The problem - Every line below that holds the string "handle" should be copied out.

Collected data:
+ + +

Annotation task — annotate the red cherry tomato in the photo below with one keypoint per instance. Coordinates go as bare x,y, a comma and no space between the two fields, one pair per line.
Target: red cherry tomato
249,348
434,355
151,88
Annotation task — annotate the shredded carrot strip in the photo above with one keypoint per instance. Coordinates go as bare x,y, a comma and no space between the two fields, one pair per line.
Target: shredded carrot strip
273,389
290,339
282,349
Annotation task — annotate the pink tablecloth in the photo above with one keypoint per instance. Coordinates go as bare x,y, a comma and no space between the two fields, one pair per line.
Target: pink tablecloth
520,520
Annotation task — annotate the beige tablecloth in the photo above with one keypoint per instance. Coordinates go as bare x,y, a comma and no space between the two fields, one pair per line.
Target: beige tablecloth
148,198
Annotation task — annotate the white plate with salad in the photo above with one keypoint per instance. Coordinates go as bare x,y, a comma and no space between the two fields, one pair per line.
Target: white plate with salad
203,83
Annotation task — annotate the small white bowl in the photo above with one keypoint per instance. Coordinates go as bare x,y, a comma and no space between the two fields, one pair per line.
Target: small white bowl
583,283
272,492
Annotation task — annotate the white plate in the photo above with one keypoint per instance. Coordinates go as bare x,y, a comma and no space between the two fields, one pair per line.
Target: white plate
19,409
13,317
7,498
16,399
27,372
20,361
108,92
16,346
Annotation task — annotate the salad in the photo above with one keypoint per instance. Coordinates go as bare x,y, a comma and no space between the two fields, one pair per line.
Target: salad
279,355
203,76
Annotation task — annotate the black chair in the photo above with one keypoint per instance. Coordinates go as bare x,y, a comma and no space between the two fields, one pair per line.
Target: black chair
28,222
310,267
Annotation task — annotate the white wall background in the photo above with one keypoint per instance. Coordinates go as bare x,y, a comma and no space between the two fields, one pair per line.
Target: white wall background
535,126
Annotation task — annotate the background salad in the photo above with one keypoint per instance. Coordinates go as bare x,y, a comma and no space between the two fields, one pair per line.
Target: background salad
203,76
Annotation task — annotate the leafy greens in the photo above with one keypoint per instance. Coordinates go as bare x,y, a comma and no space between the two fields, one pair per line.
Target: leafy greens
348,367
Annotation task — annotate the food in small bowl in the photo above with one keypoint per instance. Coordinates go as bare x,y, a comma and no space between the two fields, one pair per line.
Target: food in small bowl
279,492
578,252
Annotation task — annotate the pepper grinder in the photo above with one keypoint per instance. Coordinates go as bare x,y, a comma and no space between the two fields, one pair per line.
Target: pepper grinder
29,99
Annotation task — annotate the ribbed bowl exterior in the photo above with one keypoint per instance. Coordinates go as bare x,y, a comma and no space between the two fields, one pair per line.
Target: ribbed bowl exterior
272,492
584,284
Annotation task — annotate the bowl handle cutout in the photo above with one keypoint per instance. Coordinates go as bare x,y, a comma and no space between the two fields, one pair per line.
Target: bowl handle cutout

+ + +

Result of the task -
Annotation task — annotate the bowl handle cutout in the photo above with one keypoint per instance. Coordinates go as bare x,y, a comma and no space between the two fields, one pair per line.
Target: bowl handle cutout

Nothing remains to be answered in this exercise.